> **Exercise directions**
Transcribe the records in full, keeping every character as it is.

------------------------------------------------

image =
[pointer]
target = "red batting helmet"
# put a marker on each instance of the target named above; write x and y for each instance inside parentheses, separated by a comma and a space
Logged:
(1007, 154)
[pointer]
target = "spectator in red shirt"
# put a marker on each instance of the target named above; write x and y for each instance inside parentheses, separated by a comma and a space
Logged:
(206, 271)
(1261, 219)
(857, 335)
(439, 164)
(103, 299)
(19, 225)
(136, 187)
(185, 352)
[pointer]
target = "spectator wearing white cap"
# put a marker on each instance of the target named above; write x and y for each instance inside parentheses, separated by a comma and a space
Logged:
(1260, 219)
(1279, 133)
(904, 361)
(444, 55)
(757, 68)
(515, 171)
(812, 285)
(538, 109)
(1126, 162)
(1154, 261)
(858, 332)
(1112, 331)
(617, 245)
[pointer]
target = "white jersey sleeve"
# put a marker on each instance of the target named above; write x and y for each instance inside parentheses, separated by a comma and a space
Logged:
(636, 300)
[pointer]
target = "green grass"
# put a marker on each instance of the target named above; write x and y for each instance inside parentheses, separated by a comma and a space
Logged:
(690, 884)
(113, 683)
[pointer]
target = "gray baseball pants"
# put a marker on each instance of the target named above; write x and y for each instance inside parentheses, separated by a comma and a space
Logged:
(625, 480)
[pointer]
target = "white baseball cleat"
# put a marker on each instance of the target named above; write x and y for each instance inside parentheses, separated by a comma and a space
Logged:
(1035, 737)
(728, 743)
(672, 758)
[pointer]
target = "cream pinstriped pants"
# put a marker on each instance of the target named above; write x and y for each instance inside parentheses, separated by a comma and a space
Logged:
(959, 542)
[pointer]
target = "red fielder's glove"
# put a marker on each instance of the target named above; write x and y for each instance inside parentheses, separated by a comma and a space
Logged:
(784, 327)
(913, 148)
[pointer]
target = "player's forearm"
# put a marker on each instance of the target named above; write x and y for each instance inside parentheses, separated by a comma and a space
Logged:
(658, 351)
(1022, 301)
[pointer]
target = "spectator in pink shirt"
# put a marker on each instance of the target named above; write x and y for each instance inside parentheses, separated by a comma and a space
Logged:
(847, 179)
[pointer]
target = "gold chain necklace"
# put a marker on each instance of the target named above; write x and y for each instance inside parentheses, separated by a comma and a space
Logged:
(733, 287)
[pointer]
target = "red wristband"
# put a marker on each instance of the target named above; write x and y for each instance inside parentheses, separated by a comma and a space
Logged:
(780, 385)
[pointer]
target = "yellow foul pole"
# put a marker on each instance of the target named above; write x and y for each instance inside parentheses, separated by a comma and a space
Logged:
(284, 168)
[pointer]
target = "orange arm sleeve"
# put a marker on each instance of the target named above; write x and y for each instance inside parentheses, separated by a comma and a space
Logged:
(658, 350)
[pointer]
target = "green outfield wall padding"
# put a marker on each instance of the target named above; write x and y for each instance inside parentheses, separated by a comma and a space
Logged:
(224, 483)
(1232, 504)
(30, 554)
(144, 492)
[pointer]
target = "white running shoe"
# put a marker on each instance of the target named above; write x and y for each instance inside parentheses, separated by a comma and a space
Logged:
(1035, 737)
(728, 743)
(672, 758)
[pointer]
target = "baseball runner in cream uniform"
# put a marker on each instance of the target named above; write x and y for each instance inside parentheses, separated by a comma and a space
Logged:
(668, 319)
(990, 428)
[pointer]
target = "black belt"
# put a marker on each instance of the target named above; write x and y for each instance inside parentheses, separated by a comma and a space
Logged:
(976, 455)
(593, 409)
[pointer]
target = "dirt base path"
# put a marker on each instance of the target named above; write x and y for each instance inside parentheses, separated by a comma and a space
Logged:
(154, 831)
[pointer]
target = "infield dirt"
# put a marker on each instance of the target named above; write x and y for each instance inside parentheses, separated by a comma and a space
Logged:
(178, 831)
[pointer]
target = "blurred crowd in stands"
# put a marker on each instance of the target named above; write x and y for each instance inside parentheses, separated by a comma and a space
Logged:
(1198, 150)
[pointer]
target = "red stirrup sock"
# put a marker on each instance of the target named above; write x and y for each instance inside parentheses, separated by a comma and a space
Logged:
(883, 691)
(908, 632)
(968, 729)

------------------------------------------------

> **Written answer**
image =
[pointer]
target = "red batting helmet"
# put a marker on each instance of the target named above; write x and y for each instance inside parentheses, separated by a comma and a space
Logged:
(1007, 154)
[pointer]
target = "spectator in red shirt"
# put a marker on each instance of the target named above; write x and y for each instance inside parentheses, separated by a comma and a space
Logged:
(206, 271)
(1261, 219)
(857, 335)
(439, 164)
(103, 299)
(19, 225)
(136, 187)
(185, 352)
[pointer]
target = "spectator wearing white cap"
# put a marker on each instance of the target named above; write x and y for each instance inside parentheses, separated by a comma and a space
Logged:
(1260, 219)
(1279, 133)
(904, 361)
(444, 55)
(757, 68)
(515, 171)
(812, 285)
(538, 109)
(1126, 162)
(1154, 261)
(858, 332)
(1112, 331)
(617, 245)
[pointer]
target = "white jersey sleeve"
# put a marker on each instance of the target named above; write x and y for each instance inside parentheses, separated by a comma and a space
Logged:
(636, 300)
[pointer]
target = "green grass"
# put a marker on each instance of the target named above; write x and y for each instance inside parentheses, separated by a comma and a space
Logged:
(690, 884)
(113, 683)
[pointer]
target = "gray baseball pants"
# put a marker on each instance of the target named above; write x and y for each instance inside parentheses, separated by a comma and a space
Logged:
(625, 480)
[pointer]
target = "white baseball cleat"
# put a marker on each instance of the target named above; write x and y for each instance inside parentheses, separated by a comma and a space
Logged:
(1035, 737)
(728, 743)
(672, 758)
[pointer]
target = "cream pinstriped pants"
# put a marker on each instance of the target named above; write x and y for each instance inside parentheses, separated by a comma and a space
Logged:
(959, 542)
[pointer]
target = "red fielder's glove"
# put a marker on each instance of the target named above; write x and y for each instance inside parentheses, separated by a comma and a space
Logged:
(784, 327)
(913, 148)
[pointer]
target = "player's forearm"
# put a marker on each instance of the target named above; write x and y for each instance inside parentheses, separated by a comma and a space
Logged:
(658, 351)
(1022, 301)
[pointer]
target = "spectator in pink shirt"
# put a marker on each instance of the target named above; write x and y for each instance inside parentheses, separated by a comma and a space
Logged:
(847, 179)
[pointer]
target = "gold chain necklace"
# put a marker on each instance of the target named above; write x and y for each instance inside parentheses, separated by a comma and a space
Logged:
(733, 287)
[pointer]
target = "red wristband"
# put a marker on each instance of the target named above; write x and y for each instance inside parentheses, separated by a comma and a space
Logged:
(780, 385)
[pointer]
target = "yellow foul pole"
# put a marker on each instance of the target named above; write x and y for each instance inside parentheses, separated by a comma and a space
Logged:
(284, 168)
[pointer]
target = "orange arm sleeve"
# put a marker on each instance of the target named above; write x and y for each instance inside parentheses, separated by a comma and a space
Logged:
(658, 350)
[pointer]
target = "green outfield wall padding"
# put a marker on each instance of the target named above; write x and y for each instance inside parentheses, separated by a comma and a space
Logged:
(224, 483)
(1232, 504)
(30, 554)
(144, 492)
[pointer]
target = "white running shoe"
# put a marker on each instance of the target named above; write x and y for each instance inside parentheses, separated by a comma and a space
Logged:
(1035, 737)
(728, 743)
(672, 758)
[pointer]
target = "baseball runner in cream uniform"
# put a marker on each instance of the target named above; write x and y for each instance inside parentheses, separated by a comma and a space
Logged:
(668, 319)
(990, 428)
[pointer]
target = "black belt"
# put a marker on each instance of the target named above; write x and y for each instance inside parentheses, separated by a comma and a space
Logged:
(976, 455)
(593, 409)
[pointer]
target = "dirt base path"
# put a marker on each instance of the target named above; write x and y for each instance inside parentheses, separated by a comma and a space
Logged:
(154, 831)
[pointer]
target = "infield dirt"
# put a marker on each instance of the target named above; write x and y for each instance inside parentheses, separated by a comma and a space
Logged:
(178, 831)
[pointer]
target = "blurred crowd in stands"
# put a marker on each instance of the target named above; write x and y for each instance inside parentheses, separated by a comma and a space
Logged:
(1198, 150)
[pointer]
target = "red stirrup sock"
# put a marker on each instance of the target named above; write x and y for each instance inside parentheses, separated by a comma and a space
Logged:
(883, 691)
(908, 632)
(968, 729)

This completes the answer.